▶ **REQUIRED TASK**
Transcribe every item that follows word for word, and leave the pictures out of your copy.

——————————

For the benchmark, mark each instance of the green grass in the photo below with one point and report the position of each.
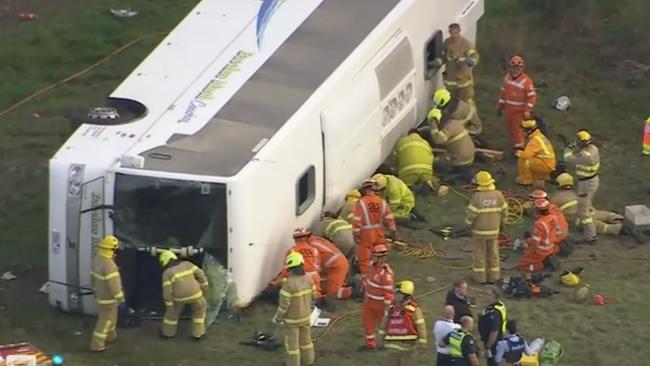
(573, 50)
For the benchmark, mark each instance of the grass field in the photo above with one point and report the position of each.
(578, 50)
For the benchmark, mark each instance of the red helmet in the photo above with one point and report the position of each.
(380, 250)
(516, 60)
(301, 232)
(538, 193)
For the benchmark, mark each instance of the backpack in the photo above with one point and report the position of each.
(551, 354)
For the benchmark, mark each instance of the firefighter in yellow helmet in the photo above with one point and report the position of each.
(108, 292)
(294, 311)
(183, 284)
(403, 330)
(414, 159)
(485, 214)
(397, 194)
(584, 155)
(459, 57)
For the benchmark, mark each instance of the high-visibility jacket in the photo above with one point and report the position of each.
(329, 254)
(378, 284)
(371, 214)
(459, 145)
(586, 161)
(296, 295)
(183, 283)
(486, 213)
(414, 158)
(106, 281)
(517, 94)
(539, 147)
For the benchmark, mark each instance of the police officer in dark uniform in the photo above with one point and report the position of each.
(512, 347)
(464, 349)
(492, 325)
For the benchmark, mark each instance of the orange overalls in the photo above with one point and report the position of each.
(378, 294)
(371, 214)
(537, 161)
(312, 264)
(334, 266)
(518, 99)
(544, 242)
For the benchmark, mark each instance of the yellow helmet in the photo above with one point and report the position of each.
(441, 97)
(294, 259)
(528, 123)
(110, 242)
(165, 257)
(570, 279)
(564, 180)
(407, 287)
(483, 178)
(583, 136)
(381, 181)
(434, 114)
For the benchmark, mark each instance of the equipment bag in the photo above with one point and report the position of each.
(551, 354)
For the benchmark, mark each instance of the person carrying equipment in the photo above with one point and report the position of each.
(518, 98)
(183, 283)
(294, 311)
(536, 161)
(378, 294)
(107, 284)
(486, 214)
(403, 331)
(459, 57)
(584, 155)
(371, 215)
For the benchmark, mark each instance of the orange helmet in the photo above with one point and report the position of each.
(538, 193)
(516, 60)
(301, 232)
(541, 204)
(380, 250)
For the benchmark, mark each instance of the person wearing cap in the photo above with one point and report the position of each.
(294, 312)
(585, 157)
(486, 214)
(183, 283)
(107, 283)
(536, 161)
(371, 216)
(378, 294)
(403, 331)
(459, 57)
(543, 243)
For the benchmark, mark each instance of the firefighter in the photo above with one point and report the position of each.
(459, 146)
(403, 331)
(454, 108)
(492, 325)
(108, 292)
(543, 243)
(518, 98)
(371, 216)
(414, 159)
(536, 161)
(183, 284)
(334, 266)
(378, 294)
(311, 259)
(338, 231)
(351, 199)
(459, 57)
(584, 155)
(294, 311)
(485, 215)
(398, 195)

——————————

▶ **ANSWER FOR THE TASK**
For the benchmark, mark each instance of the green grass in the photo below with one point and report the position of each.
(573, 50)
For the benchmark, mark each instance of the grass field in the photo above with one point and report the position of each.
(578, 50)
For the benchmark, mark each instance of the red helmet in the photo above with one point and report the position of each.
(380, 250)
(516, 60)
(301, 232)
(538, 193)
For the benchmark, mark each instance of the backpack in the photo above with one point and report the position of each.
(551, 354)
For the benchmark, mark each instance of the firefighter in yellow helmet in the photo above with one point and report the position of each.
(108, 292)
(294, 311)
(183, 284)
(403, 330)
(414, 159)
(485, 214)
(397, 194)
(584, 155)
(459, 57)
For the benchmark, mark each instance of the high-visibility jacket in the photo above with one point and report the position of each.
(329, 254)
(378, 284)
(371, 214)
(459, 145)
(586, 161)
(296, 295)
(183, 283)
(486, 213)
(414, 158)
(106, 281)
(517, 94)
(539, 147)
For the benchmark, mark each instance of the police officer in dark uniform in the photo above with one point and report the position of each.
(512, 347)
(464, 349)
(492, 325)
For the benchmark, mark each instance of the orange overalls in the photo above with one point and report the position of each.
(378, 294)
(371, 214)
(537, 161)
(312, 264)
(334, 266)
(518, 99)
(544, 242)
For the benchmark, mark each instance of the yellow helmet in the photo above with one point and report the position of each.
(441, 97)
(294, 259)
(528, 123)
(110, 242)
(165, 257)
(570, 279)
(564, 180)
(407, 287)
(483, 178)
(583, 136)
(381, 181)
(434, 114)
For the benchmark, mark each instance of the equipment bag in the photo above with one point and report the position of each.
(551, 354)
For the benchmark, mark each instance of the person carrying equipment in the photo above with one point and report the position of each.
(518, 98)
(183, 283)
(294, 311)
(536, 161)
(378, 294)
(107, 284)
(486, 214)
(403, 331)
(459, 57)
(584, 155)
(371, 215)
For the benchmark, mark each instance of the orange helmet in the photo above with one point and report the position of each.
(538, 193)
(516, 60)
(301, 232)
(541, 204)
(380, 250)
For the benchmark, mark each instance of the person wearing cap in the photo above with one point and report the position of each.
(294, 312)
(585, 157)
(486, 214)
(183, 283)
(107, 283)
(536, 161)
(371, 216)
(378, 294)
(403, 331)
(459, 57)
(543, 243)
For the benchmark, mark each instance of the firefighter in the photo above with one point and report the position of each.
(459, 146)
(403, 331)
(454, 108)
(492, 325)
(108, 292)
(543, 243)
(518, 98)
(371, 216)
(414, 159)
(536, 161)
(183, 284)
(334, 266)
(378, 294)
(311, 259)
(338, 231)
(351, 199)
(459, 57)
(584, 155)
(294, 311)
(485, 215)
(398, 195)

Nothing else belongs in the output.